Given problem – Reproduce, word for word, the part of the OTel Collector telemetry article that opens with the words containing "Let’s Learn How" and closes with "is an understatement.".

=== Passage to read ===

Let’s Learn How to Send Internal OTel Collector Telemetry to an Observability Backend
Configuring Your OTel Collector’s Internal Telemetry Endpoint
Many organizations using OpenTelemetry (OTel) these days rely not only on the OpenTelemetry API and SDK, they also rely on the OTel Collector. The Collector is a flexible and powerful data pipeline which allows you to ingest telemetry data from multiple sources (including application and infrastructure), transform the data, and export it to your backend(s) of choice for analysis. To say that the Collector is a critical component of your Observability landscape is an understatement.
So it stands to reason then, that just as you’d want to observe your applications and infrastructure, it makes sense to do the same for your OTel Collectors. Fortunately, the good folks working on the OpenTelemetry project have you covered, because the Collector also emits its own internal telemetry, allowing you observe it.

=== Listing ===

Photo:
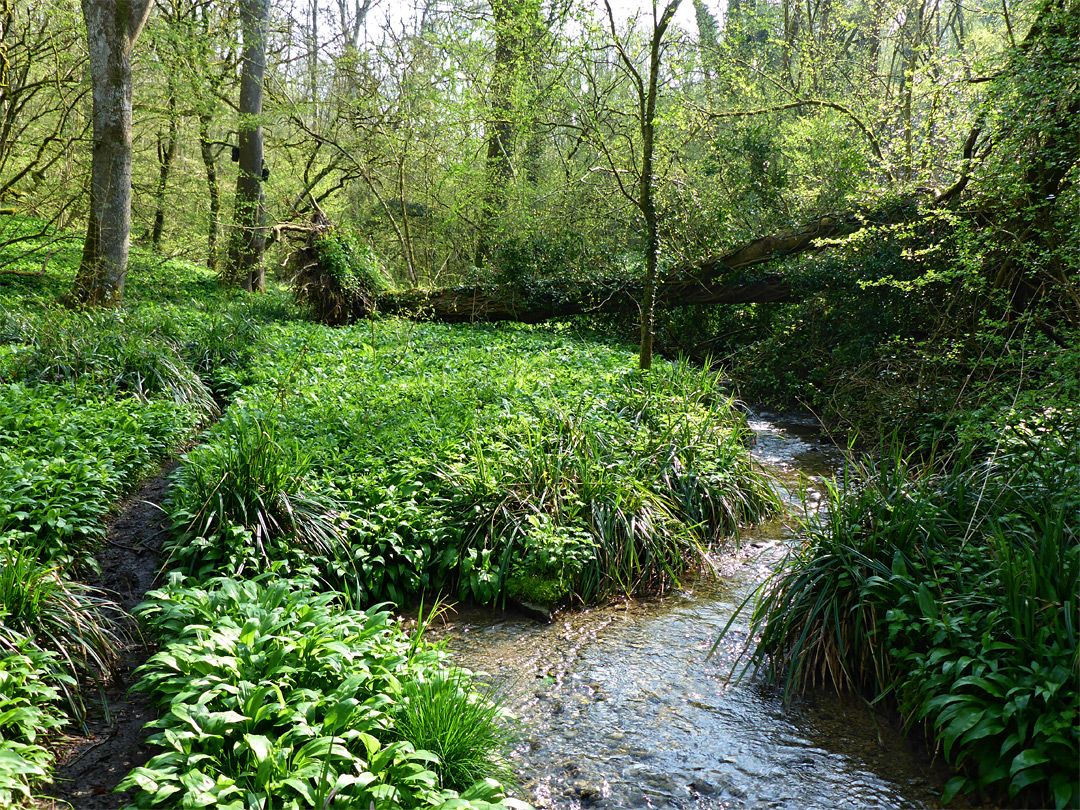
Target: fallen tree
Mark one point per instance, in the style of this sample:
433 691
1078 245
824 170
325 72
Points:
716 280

===
=== Listing ===

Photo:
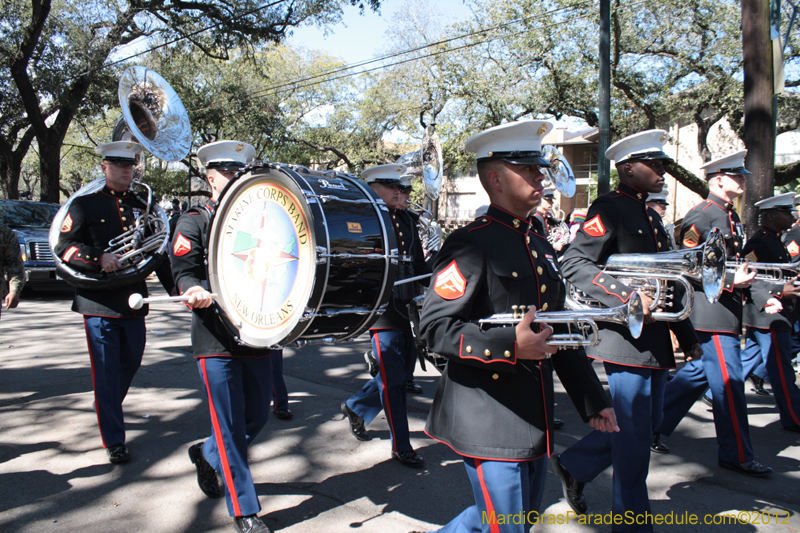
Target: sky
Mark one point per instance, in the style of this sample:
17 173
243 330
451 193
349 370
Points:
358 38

===

Answer below –
Let’s Learn How to Send Internal OTel Collector Telemetry to an Observability Backend
Configuring Your OTel Collector’s Internal Telemetry Endpoint
Many organizations using OpenTelemetry (OTel) these days rely not only on the OpenTelemetry API and SDK, they also rely on the OTel Collector. The Collector is a flexible and powerful data pipeline which allows you to ingest telemetry data from multiple sources (including application and infrastructure), transform the data, and export it to your backend(s) of choice for analysis. To say that the Collector is a critical component of your Observability landscape is an understatement.